* TO DO:
Copy every row below word for word, leaving out the pictures.

* DATASET ROWS:
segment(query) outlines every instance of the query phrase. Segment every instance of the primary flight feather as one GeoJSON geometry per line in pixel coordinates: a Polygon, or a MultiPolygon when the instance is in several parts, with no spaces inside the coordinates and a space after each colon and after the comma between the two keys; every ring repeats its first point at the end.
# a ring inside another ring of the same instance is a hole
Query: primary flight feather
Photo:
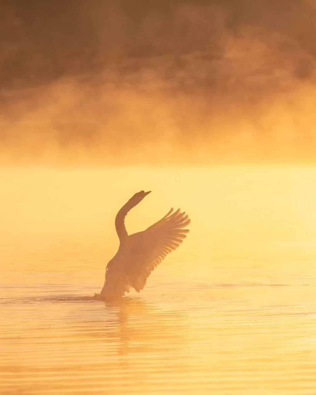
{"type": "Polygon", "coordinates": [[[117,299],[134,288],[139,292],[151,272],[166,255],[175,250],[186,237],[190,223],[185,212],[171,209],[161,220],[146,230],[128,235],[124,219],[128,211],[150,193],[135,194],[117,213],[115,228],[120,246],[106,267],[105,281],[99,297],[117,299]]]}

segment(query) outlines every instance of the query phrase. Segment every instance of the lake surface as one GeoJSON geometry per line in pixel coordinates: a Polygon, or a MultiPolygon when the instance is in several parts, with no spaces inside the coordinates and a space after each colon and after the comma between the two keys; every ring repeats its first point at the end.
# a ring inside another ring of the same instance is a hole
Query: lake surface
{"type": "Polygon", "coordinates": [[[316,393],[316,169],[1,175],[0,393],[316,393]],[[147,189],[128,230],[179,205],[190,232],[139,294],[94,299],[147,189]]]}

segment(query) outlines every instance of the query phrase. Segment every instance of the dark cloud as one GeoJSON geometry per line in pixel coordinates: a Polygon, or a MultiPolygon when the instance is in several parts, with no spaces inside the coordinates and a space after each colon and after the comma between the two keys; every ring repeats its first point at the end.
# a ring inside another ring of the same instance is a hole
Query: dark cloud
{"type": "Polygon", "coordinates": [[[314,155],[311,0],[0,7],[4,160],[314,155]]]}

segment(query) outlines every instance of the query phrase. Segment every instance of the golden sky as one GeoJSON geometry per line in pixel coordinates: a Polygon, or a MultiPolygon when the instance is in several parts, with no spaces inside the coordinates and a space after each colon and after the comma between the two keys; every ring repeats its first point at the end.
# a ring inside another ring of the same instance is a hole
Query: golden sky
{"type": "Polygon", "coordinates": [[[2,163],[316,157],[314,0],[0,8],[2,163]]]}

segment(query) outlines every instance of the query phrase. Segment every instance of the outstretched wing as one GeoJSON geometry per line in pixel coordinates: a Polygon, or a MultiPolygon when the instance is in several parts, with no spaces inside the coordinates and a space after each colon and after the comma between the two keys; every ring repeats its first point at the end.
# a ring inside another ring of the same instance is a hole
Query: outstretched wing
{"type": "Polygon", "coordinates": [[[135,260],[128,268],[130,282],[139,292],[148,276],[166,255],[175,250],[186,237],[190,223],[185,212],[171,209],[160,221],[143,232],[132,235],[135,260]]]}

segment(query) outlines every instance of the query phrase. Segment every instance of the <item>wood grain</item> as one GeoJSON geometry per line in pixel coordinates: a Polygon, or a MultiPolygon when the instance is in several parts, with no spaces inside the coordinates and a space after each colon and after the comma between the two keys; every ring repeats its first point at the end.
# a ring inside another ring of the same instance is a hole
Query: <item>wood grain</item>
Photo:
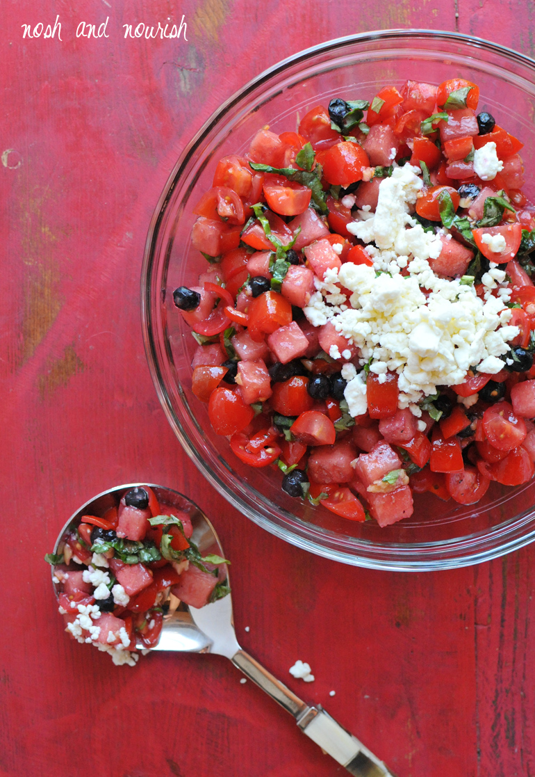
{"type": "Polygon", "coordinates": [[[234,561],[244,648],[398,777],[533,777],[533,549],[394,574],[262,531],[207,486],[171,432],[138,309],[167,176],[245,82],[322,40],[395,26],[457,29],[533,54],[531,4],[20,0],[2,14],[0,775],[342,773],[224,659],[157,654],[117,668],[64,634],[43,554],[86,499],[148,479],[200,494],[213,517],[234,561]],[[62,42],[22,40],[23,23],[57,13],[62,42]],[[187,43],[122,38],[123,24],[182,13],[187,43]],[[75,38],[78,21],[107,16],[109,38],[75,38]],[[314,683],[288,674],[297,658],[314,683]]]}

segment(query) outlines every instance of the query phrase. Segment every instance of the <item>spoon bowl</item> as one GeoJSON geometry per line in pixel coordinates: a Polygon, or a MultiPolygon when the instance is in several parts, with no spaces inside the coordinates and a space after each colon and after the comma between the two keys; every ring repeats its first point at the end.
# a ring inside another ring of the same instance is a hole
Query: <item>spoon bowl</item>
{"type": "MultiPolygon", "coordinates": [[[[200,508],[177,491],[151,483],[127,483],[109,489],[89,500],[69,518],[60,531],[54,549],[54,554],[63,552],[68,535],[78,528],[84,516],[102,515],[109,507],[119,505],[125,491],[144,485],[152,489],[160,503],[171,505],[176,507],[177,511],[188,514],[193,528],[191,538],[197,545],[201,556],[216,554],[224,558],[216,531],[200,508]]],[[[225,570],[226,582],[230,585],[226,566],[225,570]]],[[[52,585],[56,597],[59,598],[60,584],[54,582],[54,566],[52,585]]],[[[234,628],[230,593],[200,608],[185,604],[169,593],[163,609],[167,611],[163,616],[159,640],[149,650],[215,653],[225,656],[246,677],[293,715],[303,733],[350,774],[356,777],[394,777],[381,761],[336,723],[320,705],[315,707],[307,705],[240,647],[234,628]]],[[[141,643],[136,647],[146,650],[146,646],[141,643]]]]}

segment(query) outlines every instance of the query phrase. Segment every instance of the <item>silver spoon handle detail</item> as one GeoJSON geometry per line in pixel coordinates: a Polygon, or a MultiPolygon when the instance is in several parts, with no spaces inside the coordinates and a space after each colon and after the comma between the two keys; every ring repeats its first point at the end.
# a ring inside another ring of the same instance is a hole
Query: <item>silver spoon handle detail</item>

* RESPONSE TO THE TASK:
segment(query) outlines every instance of the query phrase. Segment every instance of the primary flight feather as one GeoJSON geometry per line in pixel coordinates: a Polygon, or a MultiPolygon when the instance is in several parts, with no spaces inside the coordinates and a space after each colon and after the comma between the two keys; every ring repeats its first point at the end.
# a ring inside another ring of the same instance is a hole
Query: primary flight feather
Photo:
{"type": "Polygon", "coordinates": [[[117,299],[134,288],[139,292],[151,272],[166,255],[175,250],[186,237],[190,223],[185,212],[171,209],[161,220],[146,230],[128,235],[124,219],[128,211],[150,193],[135,194],[117,213],[115,228],[120,246],[106,267],[105,281],[99,297],[117,299]]]}

segment(query) outlines every instance of the query phrase. Segment every instance of the lake surface as one GeoJSON geometry per line in pixel coordinates: a Polygon, or a MultiPolygon when the instance is in several parts, with no spaces inside the coordinates and a space after each colon and after the comma between the two keys; every ring repeats its first point at the end.
# a ring inside another ring of the same instance is a hole
Query: lake surface
{"type": "Polygon", "coordinates": [[[316,393],[316,169],[1,175],[0,393],[316,393]],[[147,189],[128,230],[179,205],[190,232],[139,294],[94,299],[147,189]]]}

segment(query) outlines every instance of the query phrase. Segment every instance of the dark cloud as one GeoJSON geometry per line in pixel coordinates: a Polygon, or a MultiPolygon when the instance is in several parts, with no spaces inside the coordinates and a space after each colon and after the comma between the two keys; every ring repeats its first point at the end.
# a ring inside another ring of the same instance is a hole
Query: dark cloud
{"type": "Polygon", "coordinates": [[[314,155],[311,0],[0,7],[4,160],[314,155]]]}

segment(query) outlines every instance of the query phrase. Segment every instance of the golden sky as one GeoJSON geometry per line in pixel coordinates: a Polygon, or a MultiPolygon when the instance is in several parts, with no spaces inside the coordinates and a space after each colon and after the comma between the two keys; every ring repeats its first point at the end.
# a ring inside another ring of the same instance is a hole
Query: golden sky
{"type": "Polygon", "coordinates": [[[2,163],[316,157],[314,0],[0,8],[2,163]]]}

segment(query) outlines every instance of the query phrase. Segment every instance of the outstretched wing as one GeoJSON geometry per line in pixel coordinates: a Polygon, or a MultiPolygon when the instance is in several parts, with no spaces inside the coordinates and a space after each colon and after the comma between the two keys; every ring repeats its first point at the end.
# a ring inside another ring of the same instance is a hole
Query: outstretched wing
{"type": "Polygon", "coordinates": [[[135,260],[128,268],[130,282],[139,292],[148,276],[166,255],[175,250],[186,237],[190,223],[185,212],[171,209],[160,221],[143,232],[132,235],[135,260]]]}

segment(query) outlines every instance of the query phrase. Segment every instance of the <item>wood grain</item> as one GeoJSON geometry per line in pixel coordinates: a Polygon, or a MultiPolygon when the instance is in several parts, with no spaces inside the coordinates and a space after each colon and after the comma between the two keys; every ring repeats its first point at the end.
# a ring inside another ring of the same instance is a hole
Query: <item>wood grain</item>
Photo:
{"type": "Polygon", "coordinates": [[[234,561],[244,648],[398,777],[533,777],[533,549],[394,574],[262,531],[207,486],[171,432],[138,309],[167,176],[245,82],[322,40],[395,26],[457,29],[533,54],[531,4],[20,0],[2,14],[0,775],[342,773],[224,659],[157,654],[117,668],[64,634],[43,554],[86,499],[148,479],[200,494],[213,517],[234,561]],[[62,42],[22,40],[23,23],[57,13],[62,42]],[[187,43],[122,38],[123,24],[182,13],[187,43]],[[75,38],[78,21],[107,16],[109,38],[75,38]],[[314,683],[288,674],[297,658],[314,683]]]}

segment(query) outlines every instance of the query phrase. Segment every instance of the <item>spoon bowl</item> as one GeoJSON geometry per line in pixel coordinates: a Polygon, or a MultiPolygon when the instance is in several parts, with no spaces inside the coordinates and a space after each colon and after the comma between the two keys; every ring repeats its first point at the end.
# a ring inside another ring of the same instance is a hole
Query: <item>spoon bowl</item>
{"type": "MultiPolygon", "coordinates": [[[[200,508],[177,491],[151,483],[127,483],[109,489],[89,500],[69,518],[60,531],[54,549],[54,554],[63,552],[68,535],[78,528],[84,516],[102,515],[109,507],[119,505],[125,491],[144,485],[152,489],[160,503],[171,505],[176,507],[177,511],[188,514],[193,528],[191,538],[197,545],[201,556],[216,554],[224,558],[216,531],[200,508]]],[[[225,570],[226,582],[230,585],[226,566],[225,570]]],[[[52,585],[56,597],[59,598],[60,584],[54,582],[54,566],[52,585]]],[[[234,628],[230,593],[200,608],[185,604],[169,593],[163,609],[167,611],[163,616],[159,640],[149,650],[215,653],[225,656],[246,677],[293,715],[303,733],[350,774],[356,777],[394,777],[381,761],[336,723],[320,705],[315,707],[307,705],[240,647],[234,628]]],[[[141,643],[136,647],[146,650],[146,646],[141,643]]]]}

segment(query) outlines every instance of the query phrase. Segment every instance of the <item>silver spoon handle detail</item> as one GeoJSON geometry per line in pixel coordinates: a Polygon, or a MultiPolygon when the instance is in several parts, with no spaces inside the coordinates and a space after each colon and after the comma between the two keys; every ring repeats its first point at the end.
# a ring inside another ring of the same instance is a hole
Query: <item>silver spoon handle detail</item>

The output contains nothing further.